§ **Exercise brief**: Copy the items below word for word, leaving every line as it stands.

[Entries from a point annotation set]
# # #

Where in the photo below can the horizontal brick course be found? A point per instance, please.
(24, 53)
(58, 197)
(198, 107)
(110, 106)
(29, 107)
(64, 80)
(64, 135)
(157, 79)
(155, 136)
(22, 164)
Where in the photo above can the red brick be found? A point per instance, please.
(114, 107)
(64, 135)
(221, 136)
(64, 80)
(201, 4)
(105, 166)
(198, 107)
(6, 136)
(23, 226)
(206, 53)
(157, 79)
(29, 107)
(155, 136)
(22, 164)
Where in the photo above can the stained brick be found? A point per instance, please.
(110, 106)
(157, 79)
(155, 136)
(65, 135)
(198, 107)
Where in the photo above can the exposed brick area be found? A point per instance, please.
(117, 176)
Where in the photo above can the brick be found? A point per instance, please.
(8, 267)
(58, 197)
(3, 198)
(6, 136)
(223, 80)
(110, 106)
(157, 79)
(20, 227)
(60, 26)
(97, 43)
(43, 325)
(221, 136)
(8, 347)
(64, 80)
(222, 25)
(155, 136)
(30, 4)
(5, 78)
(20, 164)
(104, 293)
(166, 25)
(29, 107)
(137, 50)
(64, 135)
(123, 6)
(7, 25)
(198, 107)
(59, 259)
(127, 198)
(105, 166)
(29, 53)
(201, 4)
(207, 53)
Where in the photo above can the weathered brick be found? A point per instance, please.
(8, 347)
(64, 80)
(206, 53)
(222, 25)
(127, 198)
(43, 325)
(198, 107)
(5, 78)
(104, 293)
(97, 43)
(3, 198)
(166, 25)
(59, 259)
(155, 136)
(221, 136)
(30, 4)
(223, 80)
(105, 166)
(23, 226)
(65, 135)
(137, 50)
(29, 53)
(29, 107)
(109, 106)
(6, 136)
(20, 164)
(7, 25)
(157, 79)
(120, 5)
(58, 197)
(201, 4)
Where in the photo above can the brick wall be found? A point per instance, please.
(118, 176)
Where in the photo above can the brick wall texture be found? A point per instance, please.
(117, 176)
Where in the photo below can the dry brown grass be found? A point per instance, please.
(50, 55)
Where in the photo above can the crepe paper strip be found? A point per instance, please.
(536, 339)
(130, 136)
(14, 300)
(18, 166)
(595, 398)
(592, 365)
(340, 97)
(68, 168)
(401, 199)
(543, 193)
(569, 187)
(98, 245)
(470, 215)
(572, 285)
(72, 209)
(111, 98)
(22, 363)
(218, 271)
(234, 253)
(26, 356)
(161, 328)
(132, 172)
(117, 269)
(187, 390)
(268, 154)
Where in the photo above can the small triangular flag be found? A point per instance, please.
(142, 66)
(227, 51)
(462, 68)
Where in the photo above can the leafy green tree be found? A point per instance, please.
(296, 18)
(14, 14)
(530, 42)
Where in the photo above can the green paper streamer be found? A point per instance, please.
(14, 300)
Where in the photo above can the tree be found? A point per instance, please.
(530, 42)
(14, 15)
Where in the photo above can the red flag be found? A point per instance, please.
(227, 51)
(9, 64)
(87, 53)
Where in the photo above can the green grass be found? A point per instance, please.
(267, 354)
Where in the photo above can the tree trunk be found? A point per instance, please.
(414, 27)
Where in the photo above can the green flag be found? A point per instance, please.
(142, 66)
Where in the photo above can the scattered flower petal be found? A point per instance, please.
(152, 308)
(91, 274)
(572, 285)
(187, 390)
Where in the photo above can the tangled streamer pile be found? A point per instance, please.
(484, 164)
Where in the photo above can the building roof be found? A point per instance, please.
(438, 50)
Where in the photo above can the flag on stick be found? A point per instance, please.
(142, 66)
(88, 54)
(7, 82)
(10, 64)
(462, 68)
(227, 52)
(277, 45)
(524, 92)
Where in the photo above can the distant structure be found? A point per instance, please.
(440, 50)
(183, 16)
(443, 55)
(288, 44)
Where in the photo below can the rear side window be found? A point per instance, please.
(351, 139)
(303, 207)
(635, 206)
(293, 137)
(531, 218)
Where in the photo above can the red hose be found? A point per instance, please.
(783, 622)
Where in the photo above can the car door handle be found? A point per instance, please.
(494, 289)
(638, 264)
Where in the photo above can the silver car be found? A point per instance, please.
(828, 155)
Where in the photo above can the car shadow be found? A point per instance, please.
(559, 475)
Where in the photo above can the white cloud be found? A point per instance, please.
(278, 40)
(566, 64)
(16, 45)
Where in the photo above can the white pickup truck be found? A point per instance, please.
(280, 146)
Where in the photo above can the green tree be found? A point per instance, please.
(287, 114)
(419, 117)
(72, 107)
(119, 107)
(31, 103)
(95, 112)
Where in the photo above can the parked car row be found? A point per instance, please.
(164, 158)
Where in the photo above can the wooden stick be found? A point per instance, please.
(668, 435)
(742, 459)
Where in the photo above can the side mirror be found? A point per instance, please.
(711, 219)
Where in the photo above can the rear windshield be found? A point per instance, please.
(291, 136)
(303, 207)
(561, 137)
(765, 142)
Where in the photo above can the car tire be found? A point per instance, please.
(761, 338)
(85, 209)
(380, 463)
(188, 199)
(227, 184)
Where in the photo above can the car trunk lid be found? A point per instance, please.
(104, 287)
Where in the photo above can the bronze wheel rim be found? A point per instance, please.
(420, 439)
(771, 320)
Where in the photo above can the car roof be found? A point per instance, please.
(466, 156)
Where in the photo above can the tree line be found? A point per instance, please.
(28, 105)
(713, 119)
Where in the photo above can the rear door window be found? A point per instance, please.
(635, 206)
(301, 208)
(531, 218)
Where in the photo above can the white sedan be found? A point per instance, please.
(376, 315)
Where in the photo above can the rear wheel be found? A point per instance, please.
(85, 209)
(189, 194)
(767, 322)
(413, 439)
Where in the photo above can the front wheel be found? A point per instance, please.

# # #

§ **Complete answer**:
Where in the photo below can the horizontal brick course be found? A point per instance, please.
(24, 53)
(58, 197)
(198, 107)
(110, 106)
(29, 107)
(64, 80)
(64, 135)
(157, 79)
(155, 136)
(22, 164)
Where in the photo above can the red brick be found? A point per instance, please.
(114, 107)
(64, 135)
(221, 136)
(64, 80)
(201, 4)
(105, 166)
(198, 107)
(6, 136)
(23, 226)
(206, 53)
(157, 79)
(29, 107)
(155, 136)
(22, 164)
Where in the photo above can the stained brick be found? A point per instance, please.
(110, 106)
(157, 79)
(155, 136)
(65, 135)
(198, 107)
Where in the photo above can the exposed brick area be found? A point per instance, please.
(117, 176)
Where in the photo above can the brick be found? A point per instance, please.
(8, 267)
(58, 197)
(3, 198)
(6, 136)
(223, 80)
(110, 106)
(157, 79)
(20, 227)
(60, 26)
(97, 43)
(43, 325)
(221, 136)
(8, 347)
(64, 80)
(222, 25)
(155, 136)
(30, 4)
(5, 78)
(20, 164)
(104, 293)
(166, 25)
(29, 107)
(137, 50)
(64, 135)
(123, 6)
(7, 25)
(198, 107)
(59, 259)
(127, 198)
(105, 166)
(29, 53)
(201, 4)
(207, 53)
Where in the photo above can the weathered brick be found? A point per instance, please.
(8, 347)
(64, 80)
(206, 53)
(222, 25)
(127, 198)
(43, 325)
(198, 107)
(5, 78)
(104, 293)
(97, 43)
(3, 198)
(166, 25)
(59, 259)
(155, 136)
(221, 136)
(30, 4)
(223, 80)
(105, 166)
(23, 226)
(65, 135)
(137, 50)
(29, 53)
(29, 107)
(109, 106)
(6, 136)
(20, 164)
(7, 25)
(157, 79)
(120, 5)
(58, 197)
(201, 4)
Where in the photo above can the brick wall be found? A point per instance, please.
(118, 176)
Where in the photo above can the brick wall texture be found? A point per instance, please.
(117, 176)
Where in the photo below can the dry brown grass be found? A point per instance, please.
(50, 55)
Where in the photo above can the crepe paper strip be found? A point per instance, please.
(536, 339)
(130, 136)
(14, 300)
(18, 166)
(595, 398)
(592, 365)
(340, 97)
(68, 168)
(401, 199)
(543, 193)
(569, 187)
(98, 245)
(470, 215)
(572, 285)
(72, 209)
(111, 98)
(22, 363)
(218, 271)
(234, 253)
(26, 356)
(161, 328)
(132, 172)
(117, 269)
(187, 390)
(268, 154)
Where in the photo above can the small triangular flag be found? A point per instance, please.
(142, 66)
(227, 51)
(462, 68)
Where in the photo above can the leafy green tree be found? A point per instance, please.
(296, 18)
(14, 14)
(530, 42)
Where in the photo above can the green paper streamer be found? A point per instance, please.
(14, 300)
Where in the photo above can the tree be found? A point per instance, please.
(530, 42)
(14, 15)
Where in the photo above can the red flag be found? A point per instance, please.
(227, 51)
(9, 64)
(87, 53)
Where in the photo above can the green grass be found? A point per instance, please.
(267, 354)
Where in the photo above can the tree trunk be found? A point per instance, please.
(414, 27)
Where in the photo above can the green flag be found? A point per instance, please.
(142, 66)
Where in the photo above can the scattered flower petal be found? A point per instance, please.
(152, 308)
(91, 274)
(572, 285)
(187, 390)
Where in the photo above can the tangled streamer pile be found? A point per instance, please.
(484, 164)
Where in the photo above can the building roof be found? A point per instance, please.
(438, 50)
Where in the photo above can the flag on stick be found? A point per instance, please.
(142, 66)
(88, 54)
(7, 82)
(10, 64)
(462, 68)
(227, 52)
(277, 45)
(524, 92)
Where in the photo above can the distant structure be found? A point per instance, please.
(440, 50)
(183, 16)
(443, 55)
(288, 44)
Where in the photo below can the rear side window be found? A point per instance, please.
(351, 139)
(303, 207)
(635, 206)
(293, 137)
(531, 218)
Where in the photo above can the red hose be found? A point per instance, please.
(783, 622)
Where in the photo above can the car door handle be found? A point per instance, please.
(494, 289)
(638, 264)
Where in the photo above can the silver car be found? A point per instance, please.
(828, 155)
Where in the photo above can the car shadow be found? A point per instance, please.
(559, 475)
Where in the photo above can the white cloud be found? A point per instance, please.
(278, 40)
(566, 64)
(16, 45)
Where in the photo above can the white pickup truck be found? A point per instance, please.
(280, 146)
Where in the photo above can the green tree be found? A point per instance, please.
(287, 114)
(419, 117)
(72, 107)
(119, 107)
(31, 103)
(95, 112)
Where in the photo above can the parked car row be found? A point per instance, please.
(164, 158)
Where in the photo above can the wooden stick be found? A point per instance, please.
(668, 435)
(742, 459)
Where in the photo above can the side mirror be found? A point per instance, please.
(711, 219)
Where in the photo above can the rear windshield be found? A point per instance, please.
(291, 136)
(303, 207)
(561, 137)
(765, 142)
Where in the photo above can the car tire be found? A point per instance, please.
(761, 338)
(85, 209)
(380, 463)
(188, 199)
(227, 184)
Where in the photo above can the car trunk lid be found? A point per instance, please.
(104, 287)
Where in the photo above can the bronze wheel rim be found? A point per instance, please.
(420, 439)
(771, 320)
Where in the photo above can the car roof be found? A point per instance, please.
(466, 156)
Where in the photo above can the tree line be found? A point per instance, please.
(28, 105)
(713, 119)
Where in the photo above can the rear door window be found? A point per instance, please.
(635, 206)
(301, 208)
(531, 218)
Where in the photo above can the white sedan be found? A point per instance, please.
(376, 315)
Where in the photo above can the rear wheel be found? A point per instance, please.
(85, 209)
(189, 194)
(767, 322)
(413, 439)
Where in the photo above can the front wheel be found? A point per instance, please.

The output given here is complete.